━━ SOURCE PASSAGE

East Texas Law Enforcement Talks About Meth Problem - KLTV.com - Tyler, Longview, Jacksonville |ETX News


East Texas Law Enforcement Talks About Meth Problem

Across the nation and locally law enforcement agencies gathered Thursday in support of Methamphetamine Awareness Day. The goal of the national campaign is to raise awareness about meth use. Here in East Texas there is some good news,.

You may not like having to get what used to be over the counter medications like pseudoephedrine from a pharmacist, but law enforcement officials say that hassle is actually keeping the community safer.

"The meth labs have dropped almost 100 percent in the last three years, and that's two fold," said DEA Agent Richard Sanders. "One and most significantly because of House Bill 164." House Bill 164, which went into affect in August of 2005, took meth's key ingredient pseudoephedrine off the counters.   In fiscal year 2005, before the bill, the Drug Enforcement Agency in Tyler responded to 33 meth labs, costing taxpayers more than $155,000. After the bill, in 2006 the number of labs dropped to just 13. So far in fiscal year 2007, the DEA says they've only broken up one meth lab. The DEA says that doesn't mean the drug has left East Texas.

━━━━
━━ SUPPLIED MATERIAL

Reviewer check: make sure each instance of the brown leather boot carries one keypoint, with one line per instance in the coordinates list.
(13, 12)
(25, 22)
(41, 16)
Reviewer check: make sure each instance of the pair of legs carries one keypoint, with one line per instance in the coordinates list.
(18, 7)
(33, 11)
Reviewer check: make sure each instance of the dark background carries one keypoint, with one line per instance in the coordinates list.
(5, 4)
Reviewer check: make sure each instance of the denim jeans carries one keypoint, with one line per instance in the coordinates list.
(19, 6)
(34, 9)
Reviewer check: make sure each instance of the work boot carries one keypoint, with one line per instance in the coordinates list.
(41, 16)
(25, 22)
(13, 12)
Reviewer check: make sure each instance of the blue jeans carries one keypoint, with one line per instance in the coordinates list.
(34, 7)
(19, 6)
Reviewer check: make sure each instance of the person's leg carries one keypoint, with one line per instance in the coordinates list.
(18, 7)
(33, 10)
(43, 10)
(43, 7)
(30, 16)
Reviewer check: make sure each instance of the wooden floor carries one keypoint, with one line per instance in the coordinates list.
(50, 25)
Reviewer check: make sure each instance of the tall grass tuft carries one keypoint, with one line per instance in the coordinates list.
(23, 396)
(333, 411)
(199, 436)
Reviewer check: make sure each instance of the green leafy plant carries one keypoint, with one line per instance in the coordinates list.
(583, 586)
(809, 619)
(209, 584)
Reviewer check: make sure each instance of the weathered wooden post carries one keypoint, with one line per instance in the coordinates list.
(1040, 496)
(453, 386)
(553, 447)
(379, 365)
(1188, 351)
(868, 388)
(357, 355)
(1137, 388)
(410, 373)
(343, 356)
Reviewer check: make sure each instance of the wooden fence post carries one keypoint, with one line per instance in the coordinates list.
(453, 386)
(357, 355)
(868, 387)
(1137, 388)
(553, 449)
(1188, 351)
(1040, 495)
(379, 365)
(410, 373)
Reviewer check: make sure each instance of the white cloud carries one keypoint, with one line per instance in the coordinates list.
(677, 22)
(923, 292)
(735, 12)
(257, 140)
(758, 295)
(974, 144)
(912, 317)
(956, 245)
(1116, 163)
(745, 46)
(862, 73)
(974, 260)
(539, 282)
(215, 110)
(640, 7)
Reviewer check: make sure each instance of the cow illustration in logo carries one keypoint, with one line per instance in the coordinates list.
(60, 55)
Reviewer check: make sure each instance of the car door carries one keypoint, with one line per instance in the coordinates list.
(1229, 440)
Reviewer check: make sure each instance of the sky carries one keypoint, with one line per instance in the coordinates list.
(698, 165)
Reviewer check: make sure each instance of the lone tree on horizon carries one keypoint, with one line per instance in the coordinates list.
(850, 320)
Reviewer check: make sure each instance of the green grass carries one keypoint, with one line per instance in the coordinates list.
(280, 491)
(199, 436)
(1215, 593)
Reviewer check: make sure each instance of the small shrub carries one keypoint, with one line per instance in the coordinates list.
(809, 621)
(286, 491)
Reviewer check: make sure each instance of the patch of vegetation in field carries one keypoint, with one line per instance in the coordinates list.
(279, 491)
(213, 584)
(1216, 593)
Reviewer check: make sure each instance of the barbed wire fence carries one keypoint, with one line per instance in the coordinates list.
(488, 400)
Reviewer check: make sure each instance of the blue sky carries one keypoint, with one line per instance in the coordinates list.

━━━━

### PROBLEM REQUIREMENTS
Write what follows in the news article on meth labs in East Texas, picking up after its final sentence.

### ANSWER SPACE
"Right now from our office, approximately 99 percent of the methamphetamine or the ice that we are running into are from a host country," said Sanders. State Representative Leo Berman, who helped write House Bill 164, says the state understands this problem.

"We are going to completely fund the sheriff's department, DPS, and local police departments along the border, so they can increase the tight weaponry to compete with the automatic weapons that the Mexican drug cartel has in smuggling this stuff across the border," said Leo Berman State Representative, District 6. Until then, law enforcement asks East Texans to take control of their communities by helping get rid of the drug all together.

Last March, a joint investigation between state and federal agencies broke a major methemphatmine ring in East Texas, known as Operation Icebox. That meth was being brought in from Mexico. The DEA says the organization responsible no longer exists.